- [EXERCISE DETAILS]:
This exercise asks for an exact copy of every entry below, with pictures omitted.
(Beginning of AVAILABLE DATA)
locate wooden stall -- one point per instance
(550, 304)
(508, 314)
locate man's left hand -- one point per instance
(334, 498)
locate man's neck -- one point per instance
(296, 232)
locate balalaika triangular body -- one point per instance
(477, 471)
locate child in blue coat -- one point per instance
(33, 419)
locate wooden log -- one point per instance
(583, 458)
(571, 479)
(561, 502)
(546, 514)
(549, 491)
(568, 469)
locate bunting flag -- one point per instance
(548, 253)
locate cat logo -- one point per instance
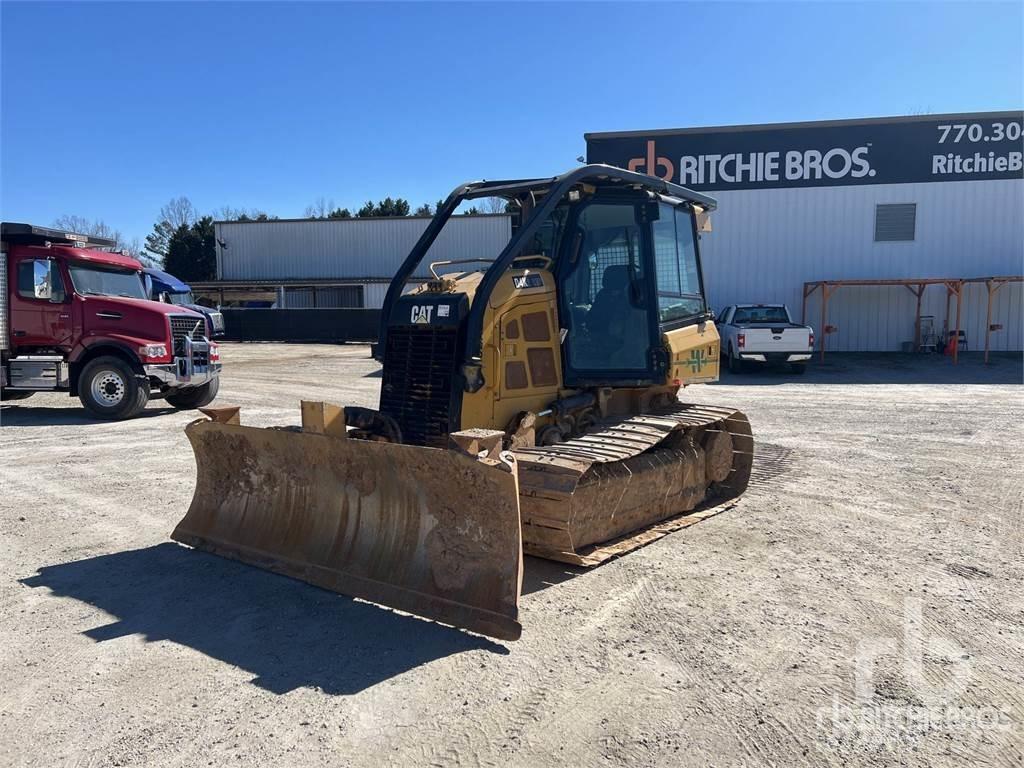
(421, 313)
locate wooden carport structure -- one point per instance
(916, 286)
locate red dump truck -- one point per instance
(75, 317)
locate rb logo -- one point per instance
(651, 165)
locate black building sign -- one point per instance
(885, 151)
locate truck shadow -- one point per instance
(286, 633)
(28, 416)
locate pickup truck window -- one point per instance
(105, 281)
(761, 314)
(40, 279)
(679, 294)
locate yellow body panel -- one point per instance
(520, 334)
(694, 352)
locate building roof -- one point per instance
(961, 116)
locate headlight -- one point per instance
(153, 350)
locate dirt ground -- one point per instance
(862, 605)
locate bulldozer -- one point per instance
(529, 403)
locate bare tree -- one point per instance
(494, 205)
(178, 211)
(320, 208)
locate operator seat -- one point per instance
(604, 321)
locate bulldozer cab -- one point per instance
(628, 266)
(624, 251)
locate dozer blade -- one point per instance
(432, 532)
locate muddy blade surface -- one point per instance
(428, 531)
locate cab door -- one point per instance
(40, 310)
(607, 302)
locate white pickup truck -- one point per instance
(764, 333)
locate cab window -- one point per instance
(40, 279)
(679, 291)
(603, 291)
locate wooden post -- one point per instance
(809, 288)
(824, 320)
(916, 322)
(993, 287)
(945, 323)
(960, 297)
(919, 292)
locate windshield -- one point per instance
(180, 298)
(105, 281)
(761, 314)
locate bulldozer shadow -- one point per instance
(288, 634)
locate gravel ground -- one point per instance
(862, 605)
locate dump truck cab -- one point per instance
(76, 317)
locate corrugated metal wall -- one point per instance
(766, 244)
(347, 248)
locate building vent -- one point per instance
(895, 221)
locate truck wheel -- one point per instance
(195, 396)
(14, 394)
(110, 388)
(735, 365)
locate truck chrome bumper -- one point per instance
(184, 371)
(775, 356)
(178, 375)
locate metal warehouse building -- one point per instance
(328, 263)
(929, 197)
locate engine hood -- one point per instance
(117, 315)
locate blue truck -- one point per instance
(170, 290)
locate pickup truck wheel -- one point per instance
(110, 388)
(14, 394)
(735, 365)
(195, 396)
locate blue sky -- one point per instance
(111, 110)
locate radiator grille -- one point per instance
(416, 391)
(185, 325)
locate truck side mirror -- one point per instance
(41, 280)
(704, 219)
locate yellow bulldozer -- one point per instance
(528, 403)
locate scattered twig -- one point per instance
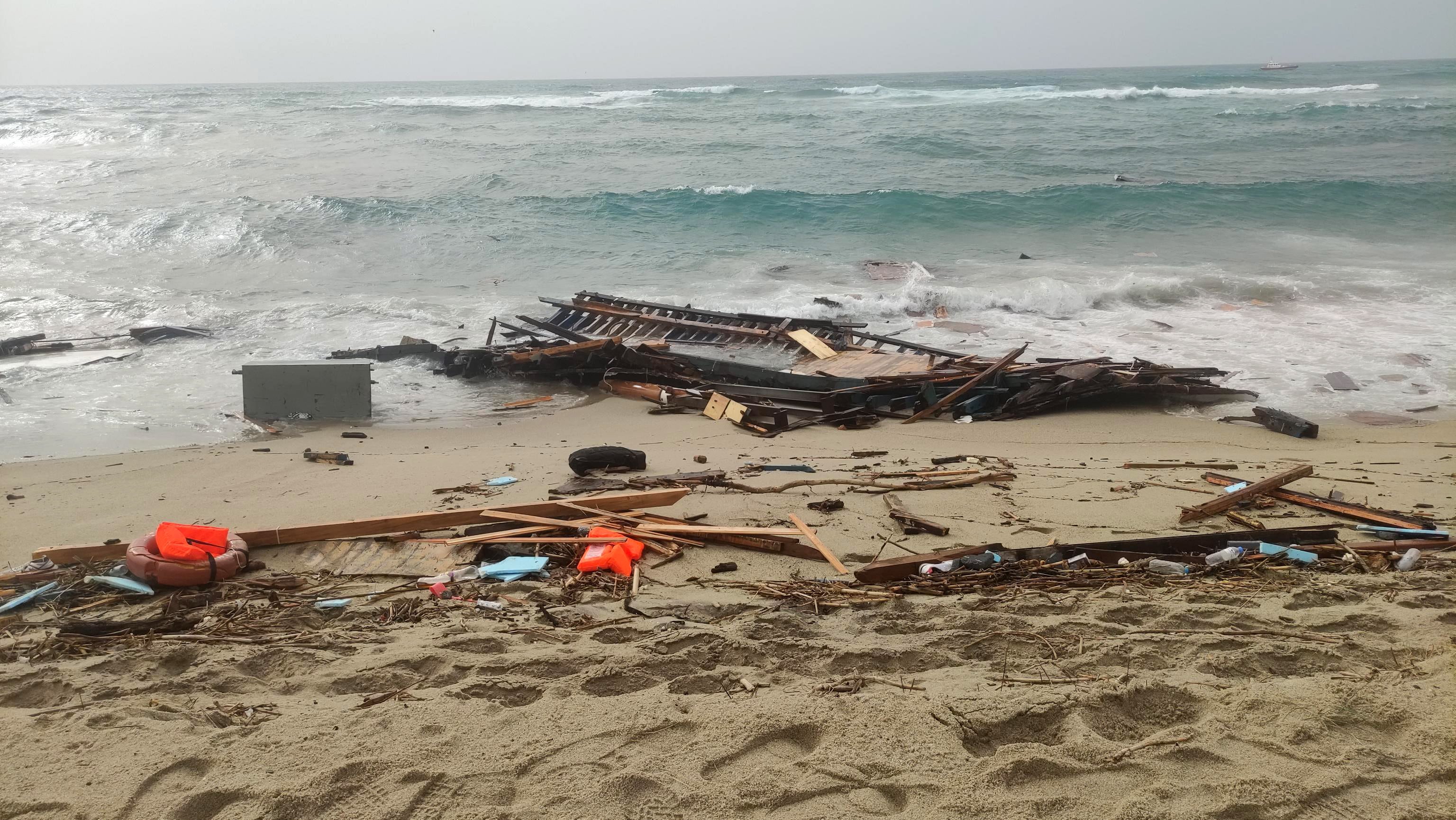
(402, 694)
(1140, 745)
(End of AVAILABLE DATA)
- [SOLUTION TO THIS PROBLEM]:
locate wooden stall -- one point per instance
(550, 304)
(508, 314)
locate man's left hand -- one point per instance
(334, 498)
locate man's neck -- one point per instance
(296, 232)
locate balalaika triangular body -- one point per instance
(477, 471)
locate child in blue coat -- one point per instance
(33, 419)
locate wooden log -- one point per instance
(583, 458)
(571, 479)
(561, 502)
(546, 514)
(549, 491)
(568, 469)
locate bunting flag -- one point per instance
(548, 253)
locate cat logo -- one point per instance
(421, 313)
locate wooden carport structure -- one point per instance
(916, 286)
locate red dump truck -- one point per instance
(75, 317)
locate rb logo -- one point per instance
(651, 165)
locate black building sign -- one point per instance
(885, 151)
locate truck shadow -- one point per instance
(286, 633)
(28, 416)
locate pickup truck window -- one point per instance
(105, 281)
(761, 314)
(40, 279)
(679, 294)
locate yellow body panel -- one point per instance
(520, 334)
(694, 352)
locate building roof -- one point per instance
(961, 116)
locate headlight -- one point per instance
(153, 350)
locate dirt ground -- one point per instance
(862, 605)
locate bulldozer -- one point per instance
(529, 403)
locate bare tree -- one point per instance
(494, 205)
(178, 211)
(320, 208)
locate operator seat -- one point per instance
(604, 321)
locate bulldozer cab -- one point per instance
(628, 266)
(624, 251)
locate dozer blade -- one point per instance
(432, 532)
locate muddy blade surface -- one point per instance
(428, 531)
locate cab door -- one point per instance
(40, 310)
(607, 302)
locate white pickup truck -- one point per instance
(764, 333)
locate cab window -- one point per instance
(40, 279)
(679, 291)
(603, 291)
locate wooden post -- one point per instance
(809, 288)
(824, 320)
(916, 322)
(993, 287)
(945, 323)
(960, 297)
(919, 292)
locate windshield -- one point per instance
(180, 298)
(105, 281)
(761, 314)
locate bulldozer shadow -- one point per instance
(288, 634)
locate gravel ground -- one point per instance
(862, 605)
locate dump truck cab -- one point per instance
(76, 317)
locate corrugated metal wall -- one point per instance
(766, 244)
(347, 248)
locate building vent -- one point per instance
(895, 221)
locate truck wheel -- one point per instance
(195, 396)
(14, 394)
(110, 388)
(735, 365)
locate truck chrome bumper -- one point per instance
(184, 371)
(775, 356)
(178, 375)
locate metal warehouse building -- one point per instance
(328, 263)
(929, 197)
locate engine hood -- one point per instance
(117, 315)
locate blue truck -- one point per instance
(170, 290)
locate pickup truck wheel -- one point per instance
(110, 388)
(14, 394)
(735, 365)
(195, 396)
locate blue sky -- one point per instance
(111, 110)
locate radiator grille -- one point per instance
(416, 391)
(185, 325)
locate truck side mirror -- one point per instance
(41, 280)
(704, 219)
locate yellow bulldozer -- one point per instance
(528, 403)
locate scattered twig -- one point per instance
(402, 694)
(1140, 745)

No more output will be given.